Requirement
Swap "purple" for "lilac" throughout the material, leaving every other character as it is, and give the lines again.

[Shape labeling records]
+++++

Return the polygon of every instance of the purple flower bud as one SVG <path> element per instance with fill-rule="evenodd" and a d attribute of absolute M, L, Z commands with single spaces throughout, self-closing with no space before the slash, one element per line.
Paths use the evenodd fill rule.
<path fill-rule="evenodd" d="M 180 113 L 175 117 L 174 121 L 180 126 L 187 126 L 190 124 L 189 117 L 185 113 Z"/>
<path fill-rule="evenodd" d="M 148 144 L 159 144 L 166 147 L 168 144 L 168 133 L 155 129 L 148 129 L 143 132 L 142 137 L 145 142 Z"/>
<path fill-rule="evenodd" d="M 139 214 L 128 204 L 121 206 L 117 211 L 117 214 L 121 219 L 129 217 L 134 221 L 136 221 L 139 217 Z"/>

+++++

Output of the task
Return the polygon of every instance of the lilac flower bud as one SVG <path> element per instance with fill-rule="evenodd" and a d attribute of absolute M, L, Z commands with single spaces throughout, self-closing with no space before the slash, one element per line.
Paths use the evenodd fill rule.
<path fill-rule="evenodd" d="M 180 113 L 175 117 L 174 121 L 180 126 L 187 126 L 190 124 L 189 117 L 185 113 Z"/>
<path fill-rule="evenodd" d="M 148 144 L 159 144 L 166 147 L 168 144 L 168 133 L 155 129 L 148 129 L 143 132 L 142 137 L 145 142 Z"/>
<path fill-rule="evenodd" d="M 139 214 L 128 204 L 121 206 L 117 211 L 117 214 L 121 219 L 129 217 L 134 221 L 136 221 L 139 217 Z"/>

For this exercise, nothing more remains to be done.